_Exercise goal:_ In the data below, change "pointer" to "marker" and leave everything else unchanged.

_Records for processing:_
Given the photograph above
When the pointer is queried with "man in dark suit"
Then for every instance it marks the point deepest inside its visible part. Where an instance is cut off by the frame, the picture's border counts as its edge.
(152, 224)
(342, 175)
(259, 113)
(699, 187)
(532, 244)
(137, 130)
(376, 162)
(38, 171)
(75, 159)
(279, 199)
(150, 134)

_Written solution:_
Given the photograph above
When the marker is queried with "man in dark suit"
Then for every instance it marks the point deepest inside its visible part. Where an instance is cut off by the frame, the picture's border counts as its edge.
(152, 224)
(342, 175)
(259, 113)
(699, 187)
(532, 244)
(137, 130)
(376, 162)
(38, 171)
(75, 159)
(279, 199)
(150, 134)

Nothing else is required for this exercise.